EXERCISE DESCRIPTION:
Reproduce the records from the start through the line containing "x=10, y=108", inclusive, changing "tent ceiling" to "tent roof" and leaving everything else as it is. Omit the pictures from your answer.

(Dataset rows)
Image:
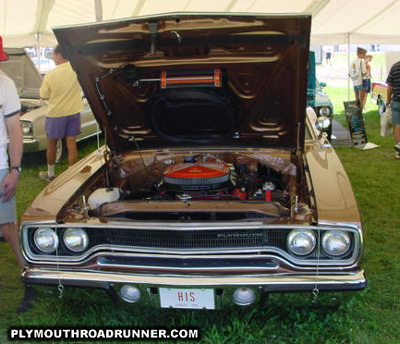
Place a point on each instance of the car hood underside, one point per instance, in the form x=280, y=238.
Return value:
x=232, y=80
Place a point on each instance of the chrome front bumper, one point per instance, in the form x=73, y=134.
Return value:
x=271, y=283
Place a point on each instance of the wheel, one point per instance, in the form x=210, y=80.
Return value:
x=59, y=150
x=381, y=106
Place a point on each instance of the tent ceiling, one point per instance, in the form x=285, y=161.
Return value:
x=334, y=21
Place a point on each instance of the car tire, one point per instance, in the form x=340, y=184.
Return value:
x=59, y=150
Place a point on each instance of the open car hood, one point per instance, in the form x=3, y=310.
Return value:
x=21, y=69
x=194, y=79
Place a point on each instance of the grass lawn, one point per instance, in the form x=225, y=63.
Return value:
x=370, y=316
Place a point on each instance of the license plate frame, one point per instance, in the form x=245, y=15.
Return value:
x=187, y=298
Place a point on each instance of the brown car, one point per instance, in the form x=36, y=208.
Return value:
x=214, y=186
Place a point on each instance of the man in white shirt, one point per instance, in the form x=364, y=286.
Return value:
x=10, y=128
x=358, y=72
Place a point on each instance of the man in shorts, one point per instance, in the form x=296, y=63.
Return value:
x=10, y=127
x=61, y=88
x=393, y=100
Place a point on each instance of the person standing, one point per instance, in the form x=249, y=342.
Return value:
x=61, y=88
x=358, y=72
x=367, y=79
x=393, y=100
x=10, y=108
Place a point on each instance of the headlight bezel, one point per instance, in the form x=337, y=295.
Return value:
x=304, y=233
x=53, y=235
x=329, y=233
x=84, y=237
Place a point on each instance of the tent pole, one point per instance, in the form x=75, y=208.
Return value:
x=38, y=50
x=348, y=64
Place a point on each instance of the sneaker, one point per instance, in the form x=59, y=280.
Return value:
x=45, y=176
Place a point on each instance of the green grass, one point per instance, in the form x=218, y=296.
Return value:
x=367, y=317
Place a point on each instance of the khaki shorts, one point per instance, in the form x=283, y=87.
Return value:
x=7, y=210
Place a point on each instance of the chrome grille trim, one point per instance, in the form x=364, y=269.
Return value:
x=238, y=251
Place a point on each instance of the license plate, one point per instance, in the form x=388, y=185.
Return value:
x=187, y=298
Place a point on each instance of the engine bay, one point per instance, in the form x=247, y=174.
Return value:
x=195, y=185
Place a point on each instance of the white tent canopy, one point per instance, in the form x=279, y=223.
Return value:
x=29, y=22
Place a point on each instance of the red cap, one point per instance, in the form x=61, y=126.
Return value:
x=3, y=55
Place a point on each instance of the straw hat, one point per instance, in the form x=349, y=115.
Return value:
x=3, y=55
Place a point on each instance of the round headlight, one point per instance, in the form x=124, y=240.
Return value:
x=324, y=111
x=76, y=239
x=335, y=243
x=26, y=128
x=46, y=240
x=130, y=293
x=301, y=241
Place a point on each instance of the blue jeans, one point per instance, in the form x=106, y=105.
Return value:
x=395, y=112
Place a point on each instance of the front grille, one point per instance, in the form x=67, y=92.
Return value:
x=186, y=240
x=194, y=239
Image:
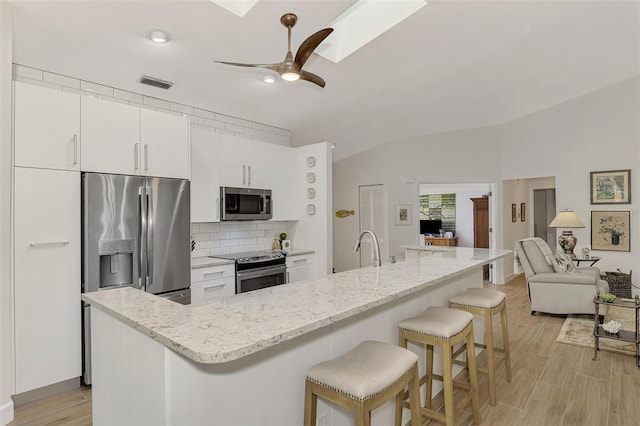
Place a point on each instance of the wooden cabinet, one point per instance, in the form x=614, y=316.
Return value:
x=123, y=139
x=46, y=127
x=212, y=282
x=441, y=241
x=299, y=267
x=47, y=277
x=480, y=222
x=205, y=179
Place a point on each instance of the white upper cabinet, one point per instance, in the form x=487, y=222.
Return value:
x=123, y=139
x=110, y=137
x=234, y=170
x=46, y=128
x=165, y=150
x=205, y=183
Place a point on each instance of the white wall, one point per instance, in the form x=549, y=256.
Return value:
x=6, y=370
x=597, y=131
x=470, y=156
x=464, y=206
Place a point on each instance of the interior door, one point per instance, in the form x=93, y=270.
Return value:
x=372, y=218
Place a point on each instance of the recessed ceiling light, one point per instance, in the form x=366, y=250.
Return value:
x=159, y=36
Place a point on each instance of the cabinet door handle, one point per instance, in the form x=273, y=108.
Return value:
x=49, y=243
x=213, y=287
x=213, y=274
x=75, y=149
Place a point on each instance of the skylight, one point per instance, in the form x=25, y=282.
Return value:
x=239, y=7
x=363, y=22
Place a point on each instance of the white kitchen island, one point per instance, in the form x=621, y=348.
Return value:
x=241, y=360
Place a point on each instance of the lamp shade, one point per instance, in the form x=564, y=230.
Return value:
x=566, y=219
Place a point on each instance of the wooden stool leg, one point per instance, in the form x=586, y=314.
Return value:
x=414, y=398
x=310, y=405
x=447, y=379
x=488, y=336
x=429, y=376
x=473, y=377
x=505, y=341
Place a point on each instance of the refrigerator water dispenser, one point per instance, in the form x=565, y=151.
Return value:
x=116, y=262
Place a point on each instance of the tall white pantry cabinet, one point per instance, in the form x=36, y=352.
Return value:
x=58, y=135
x=46, y=237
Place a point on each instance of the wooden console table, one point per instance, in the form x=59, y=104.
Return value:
x=441, y=241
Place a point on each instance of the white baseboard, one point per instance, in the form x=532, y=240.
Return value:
x=6, y=413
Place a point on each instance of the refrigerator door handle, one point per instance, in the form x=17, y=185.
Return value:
x=150, y=226
x=142, y=237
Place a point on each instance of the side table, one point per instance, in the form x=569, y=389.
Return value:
x=622, y=335
x=592, y=259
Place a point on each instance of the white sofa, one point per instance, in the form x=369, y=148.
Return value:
x=551, y=288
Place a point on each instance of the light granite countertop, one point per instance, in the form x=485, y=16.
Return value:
x=226, y=329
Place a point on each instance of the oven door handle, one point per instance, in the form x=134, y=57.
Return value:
x=261, y=272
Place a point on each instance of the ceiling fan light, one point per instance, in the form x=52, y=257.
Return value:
x=290, y=76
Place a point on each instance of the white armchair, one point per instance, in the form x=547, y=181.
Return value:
x=556, y=288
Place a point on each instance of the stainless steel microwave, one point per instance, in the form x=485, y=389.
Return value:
x=245, y=203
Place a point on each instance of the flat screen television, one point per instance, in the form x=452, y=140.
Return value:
x=431, y=226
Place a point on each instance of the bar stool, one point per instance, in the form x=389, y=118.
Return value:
x=363, y=379
x=487, y=302
x=445, y=328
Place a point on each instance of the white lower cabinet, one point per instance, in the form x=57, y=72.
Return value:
x=299, y=267
x=211, y=282
x=47, y=277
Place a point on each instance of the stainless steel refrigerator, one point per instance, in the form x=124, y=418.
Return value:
x=135, y=233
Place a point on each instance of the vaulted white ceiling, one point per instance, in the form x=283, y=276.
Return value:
x=451, y=65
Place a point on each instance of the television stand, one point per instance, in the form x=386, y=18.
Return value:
x=441, y=241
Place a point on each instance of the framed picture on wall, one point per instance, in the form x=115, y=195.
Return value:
x=403, y=214
x=611, y=187
x=611, y=230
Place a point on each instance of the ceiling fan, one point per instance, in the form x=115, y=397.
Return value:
x=291, y=69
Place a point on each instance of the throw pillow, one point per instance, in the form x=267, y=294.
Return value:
x=563, y=263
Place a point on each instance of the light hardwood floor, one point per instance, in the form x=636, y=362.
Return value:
x=552, y=384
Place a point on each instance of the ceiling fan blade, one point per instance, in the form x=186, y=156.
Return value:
x=304, y=75
x=274, y=67
x=309, y=45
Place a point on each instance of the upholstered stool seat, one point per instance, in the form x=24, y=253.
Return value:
x=445, y=328
x=487, y=302
x=362, y=379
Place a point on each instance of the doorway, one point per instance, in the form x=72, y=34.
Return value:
x=544, y=210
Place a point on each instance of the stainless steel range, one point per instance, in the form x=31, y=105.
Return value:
x=258, y=269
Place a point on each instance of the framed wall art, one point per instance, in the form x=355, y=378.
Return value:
x=611, y=187
x=611, y=230
x=403, y=214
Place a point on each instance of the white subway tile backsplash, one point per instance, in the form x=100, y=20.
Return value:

EXPECTED ANSWER:
Image:
Place a point on each instance of the car hood underside, one point per instance, in the form x=280, y=238.
Return value:
x=232, y=80
Place a point on each instance of the chrome front bumper, one point per instance, in the form x=73, y=134.
Return value:
x=271, y=283
Place a point on each instance of the wheel, one point per instance, in the form x=210, y=80.
Return value:
x=59, y=150
x=381, y=106
Place a point on each instance of the tent roof, one point per instance, in the form x=285, y=161.
Return value:
x=334, y=21
Place a point on each instance of the car tire, one point per instance, in the form x=340, y=184.
Return value:
x=59, y=150
Place a point on each instance of the open car hood, one point per instance, in the form x=3, y=310.
Return value:
x=21, y=69
x=194, y=79
Place a point on each instance of the grass lawn, one point per instance, in the form x=225, y=63.
Return value:
x=370, y=316
Place a point on each instance of the license plate frame, one point per instance, in the form x=245, y=15.
Return value:
x=187, y=298
Place a point on each instance of the brown car, one point per instance, in the form x=36, y=208.
Return value:
x=214, y=186
Place a point on each instance of the man in white shirt, one point per instance, in the form x=364, y=286.
Return value:
x=10, y=128
x=358, y=72
Place a point on each instance of the man in shorts, one point per instance, in the form x=296, y=63.
Return value:
x=10, y=127
x=61, y=88
x=393, y=100
Place a point on each instance of the person standing, one point per instance, in the form x=249, y=342.
Return value:
x=61, y=88
x=358, y=72
x=367, y=79
x=393, y=100
x=10, y=108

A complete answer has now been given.